GIVEN RECORDS
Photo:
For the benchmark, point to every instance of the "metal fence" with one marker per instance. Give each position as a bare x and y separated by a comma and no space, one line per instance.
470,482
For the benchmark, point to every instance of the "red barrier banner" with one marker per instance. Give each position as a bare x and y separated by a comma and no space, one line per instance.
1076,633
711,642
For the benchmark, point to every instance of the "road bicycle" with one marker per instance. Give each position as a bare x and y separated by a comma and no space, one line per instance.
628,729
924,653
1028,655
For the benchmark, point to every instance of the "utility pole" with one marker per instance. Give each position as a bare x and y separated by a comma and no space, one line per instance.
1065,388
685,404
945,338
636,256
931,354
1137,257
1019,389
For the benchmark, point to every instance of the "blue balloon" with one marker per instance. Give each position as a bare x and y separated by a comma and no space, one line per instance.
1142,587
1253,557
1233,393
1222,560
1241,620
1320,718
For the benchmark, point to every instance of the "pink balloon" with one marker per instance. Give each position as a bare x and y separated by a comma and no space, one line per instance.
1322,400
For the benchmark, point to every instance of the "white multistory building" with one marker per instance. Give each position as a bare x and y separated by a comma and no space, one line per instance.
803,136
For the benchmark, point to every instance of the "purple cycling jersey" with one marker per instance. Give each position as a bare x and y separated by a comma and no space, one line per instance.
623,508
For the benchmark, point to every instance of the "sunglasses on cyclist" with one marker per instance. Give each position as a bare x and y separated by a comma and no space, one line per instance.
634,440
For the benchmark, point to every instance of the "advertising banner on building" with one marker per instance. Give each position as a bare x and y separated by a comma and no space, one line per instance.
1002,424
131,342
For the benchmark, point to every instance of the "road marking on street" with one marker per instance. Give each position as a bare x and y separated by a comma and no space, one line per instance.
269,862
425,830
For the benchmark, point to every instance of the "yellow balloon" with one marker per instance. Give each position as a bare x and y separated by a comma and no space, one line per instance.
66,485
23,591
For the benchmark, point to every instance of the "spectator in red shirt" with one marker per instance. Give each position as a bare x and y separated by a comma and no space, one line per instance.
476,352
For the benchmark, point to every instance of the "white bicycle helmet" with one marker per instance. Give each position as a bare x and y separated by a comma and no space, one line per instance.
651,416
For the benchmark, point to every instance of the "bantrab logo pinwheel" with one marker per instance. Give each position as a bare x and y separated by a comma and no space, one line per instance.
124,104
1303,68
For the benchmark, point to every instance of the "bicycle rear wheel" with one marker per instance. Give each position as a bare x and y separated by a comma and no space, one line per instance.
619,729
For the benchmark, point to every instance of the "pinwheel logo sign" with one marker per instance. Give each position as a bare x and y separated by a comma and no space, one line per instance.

DIRECTIONS FOR THIS TASK
Return all of the data exactly as it reads.

WORKED SOLUTION
Photo:
For the benchmark, point to every instance of the "metal fence" with one marker per instance. Give each position as a bare x and y separated by a comma and no space, one line per instance.
470,482
For the benchmark, point to every instance of the "red barrier banner" with one marker per instance. Give each position as a bare x and y separated by a comma and no space, one line per instance.
1076,633
711,642
For the benchmark, point to every instance of the "road bicycle" with one marker per instance. Give each position as a bare x and y separated by a comma and no space, one line per instance.
628,729
924,653
1028,655
For the benchmark, point to every instance of the "utility pole" with one marker per instance. Give each position as a bare x and y separated by a comma and no space, one line per instance.
1065,388
685,404
945,338
636,256
931,354
1137,257
1019,389
For the benchmark, point to every instance of the "blue balloon" with one marker per instance. Give each position as a bare x and y separated by a comma and no space, one line per instance.
1142,587
1253,557
1233,393
1222,560
1241,620
1320,718
For the benchmark, point to every instance of the "pink balloon" with one marker per instance. Give each position as a bare x and y separated by a comma and no space, one line per instance.
1322,400
For the benchmark, point to every instance of the "white multistory building" with one marker per instance. Give each position as a bare x and y separated by a comma and no space, one line per instance.
803,136
For the benchmark, point to every instance of the "purple cycling jersey" with one marker per instance. Give each position as a bare x and y separated by a comma and no space, one line per instance.
623,508
For the benchmark, point to every instance of the "sunglasses on cyclist" with one marker per instance. Give each position as a bare x and y separated by a comma and no space, one line per instance.
634,440
For the benchmark, point to every instance of the "advertising banner on building" with one marker per instance. Give each position as a bare x and y separated by a comma and no space, one line per instance.
1002,424
131,342
For the benchmark, point to every instance of the "road marking on street" with one marker per instance. Give each position as a bare x and y separated by a comma and no space, one line per instance.
269,862
425,830
For the benchmark, point to every instance of the "yellow balloon" with one marker per instance. Give each position as a bare x and y separated by a comma and no space, one line per instance.
66,485
23,591
For the benchmark, point to every instance of the "spectator in red shirt" with one marker per instance. Give each position as a bare x and y separated by a comma and no space, one line per instance.
476,352
For the benchmark, point to every instance of the "white bicycle helmet" with one marker per instance. Give each position as a bare x and y separated by a comma and no space, one line per instance.
651,416
For the benchmark, point to every instance of the "bantrab logo pinwheel" with one marker per instance. Give each position as a bare x and y separated by a comma and no space, one line per instance.
124,104
1303,68
For the benchmark, point to every instance of the "bicycle rear wheel" with one marker per instance. Give each position as a bare x and y separated by a comma and no space, one line per instance.
619,729
For the benchmark, point to every instance of the "pinwheel logo sign" with one marker per instance. Give each position as a bare x and y separated by a comma and no space, one line per instance.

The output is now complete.